_Listed entries_
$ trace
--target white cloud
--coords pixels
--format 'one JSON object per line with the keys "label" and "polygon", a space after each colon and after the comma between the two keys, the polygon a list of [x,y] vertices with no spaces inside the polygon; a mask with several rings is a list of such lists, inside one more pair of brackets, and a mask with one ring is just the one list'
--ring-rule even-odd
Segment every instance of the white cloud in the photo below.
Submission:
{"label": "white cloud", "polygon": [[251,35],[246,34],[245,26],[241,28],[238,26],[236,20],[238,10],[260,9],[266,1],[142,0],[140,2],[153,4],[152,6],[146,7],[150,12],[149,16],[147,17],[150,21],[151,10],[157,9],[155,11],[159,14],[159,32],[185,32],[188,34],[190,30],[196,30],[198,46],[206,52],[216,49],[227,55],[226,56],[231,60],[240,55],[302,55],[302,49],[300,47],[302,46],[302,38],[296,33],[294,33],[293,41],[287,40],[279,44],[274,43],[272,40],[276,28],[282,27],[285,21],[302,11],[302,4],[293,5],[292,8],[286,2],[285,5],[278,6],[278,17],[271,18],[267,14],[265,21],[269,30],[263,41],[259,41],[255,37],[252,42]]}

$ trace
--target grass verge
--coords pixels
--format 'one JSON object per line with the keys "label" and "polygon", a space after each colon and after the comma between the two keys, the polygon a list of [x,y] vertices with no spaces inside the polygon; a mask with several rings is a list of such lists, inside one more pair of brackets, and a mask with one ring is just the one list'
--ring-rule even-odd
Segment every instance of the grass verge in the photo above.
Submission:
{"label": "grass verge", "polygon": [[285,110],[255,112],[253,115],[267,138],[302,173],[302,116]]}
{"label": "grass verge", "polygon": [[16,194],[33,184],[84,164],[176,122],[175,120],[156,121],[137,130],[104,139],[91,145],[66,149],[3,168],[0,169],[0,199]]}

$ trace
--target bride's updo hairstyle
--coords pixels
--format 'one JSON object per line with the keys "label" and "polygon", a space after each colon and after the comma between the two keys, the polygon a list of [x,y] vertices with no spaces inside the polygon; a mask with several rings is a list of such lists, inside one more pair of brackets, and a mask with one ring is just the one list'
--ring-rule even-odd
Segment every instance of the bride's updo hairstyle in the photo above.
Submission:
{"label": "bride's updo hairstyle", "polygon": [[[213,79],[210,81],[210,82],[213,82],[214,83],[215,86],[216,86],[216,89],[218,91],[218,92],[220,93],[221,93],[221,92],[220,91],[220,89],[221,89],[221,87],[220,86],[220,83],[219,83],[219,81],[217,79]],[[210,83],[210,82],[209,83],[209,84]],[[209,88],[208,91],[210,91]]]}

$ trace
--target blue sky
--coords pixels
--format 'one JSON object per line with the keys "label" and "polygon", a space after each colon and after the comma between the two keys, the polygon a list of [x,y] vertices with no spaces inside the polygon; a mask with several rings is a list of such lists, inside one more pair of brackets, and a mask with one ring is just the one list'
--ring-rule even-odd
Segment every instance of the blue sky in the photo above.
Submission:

_Required task_
Return all of the above records exactly, leaving no line out.

_Final result_
$ trace
--target white cloud
--coords pixels
--format 'one JSON object per line with the keys "label" and "polygon", a space after each colon and after the comma between the two keys, the polygon a list of [x,y] vertices with no spaces inside the polygon; a mask with several rings is a list of such lists, inside one more pair of brackets, and a mask with one ring is just the one list'
--ring-rule even-odd
Segment every instance of the white cloud in the photo below.
Submission:
{"label": "white cloud", "polygon": [[251,35],[246,34],[245,26],[241,28],[238,26],[236,20],[238,10],[260,9],[266,1],[142,0],[140,2],[153,4],[152,6],[146,7],[150,12],[149,16],[147,17],[150,21],[151,10],[157,9],[155,11],[159,14],[159,32],[185,32],[188,34],[190,30],[196,30],[198,46],[206,52],[216,49],[227,55],[226,56],[231,60],[240,55],[302,55],[302,49],[300,47],[302,46],[302,38],[296,33],[294,33],[293,41],[287,40],[279,44],[274,43],[272,40],[276,28],[282,27],[285,21],[302,11],[302,4],[293,5],[292,8],[286,2],[285,5],[278,6],[278,17],[271,18],[267,14],[265,21],[269,30],[263,41],[259,41],[255,37],[252,42]]}

$ trace
--target grass verge
--coords pixels
--format 'one JSON object per line with the keys "label" and "polygon", a space after each colon and after the comma between the two keys, the polygon a list of [x,y] vertices with no spaces inside the polygon; a mask with several rings is a list of such lists, inside one more pair of brackets, and a mask with one ring is just the one list'
--ring-rule even-odd
Segment every instance of the grass verge in the photo above.
Submission:
{"label": "grass verge", "polygon": [[285,110],[255,112],[253,115],[267,138],[302,173],[302,116]]}
{"label": "grass verge", "polygon": [[16,194],[33,184],[84,164],[176,122],[175,120],[156,121],[137,130],[104,139],[91,145],[66,149],[3,168],[0,169],[0,199]]}

$ trace
--target bride's updo hairstyle
--coords pixels
--format 'one JSON object per line with the keys "label" and "polygon", a space after each colon and after the comma between the two keys, the polygon a list of [x,y] vertices with no spaces inside the polygon; a mask with several rings is a list of such lists, inside one more pair of brackets, and a mask with one ring is just the one list'
--ring-rule even-odd
Segment every instance of the bride's updo hairstyle in the photo above.
Submission:
{"label": "bride's updo hairstyle", "polygon": [[[213,79],[210,81],[210,82],[213,82],[214,83],[215,86],[216,86],[216,89],[218,91],[218,92],[220,93],[221,93],[221,92],[220,91],[220,89],[221,89],[221,87],[220,86],[220,83],[219,83],[219,81],[217,79]],[[210,83],[210,82],[209,83],[209,84]],[[209,88],[208,91],[210,91]]]}

$ trace
--target blue sky
--coords pixels
--format 'one JSON object per line with the keys "label" and "polygon", a space after each colon and after the comma between the two keys, the polygon a list of [x,y] vertices with no spaces inside the polygon; a mask with several rings is a list of such lists, inside one more pair of brackets, and a mask with one ring is just the one list'
--ring-rule even-odd
Segment every instance of the blue sky in the photo above.
Submission:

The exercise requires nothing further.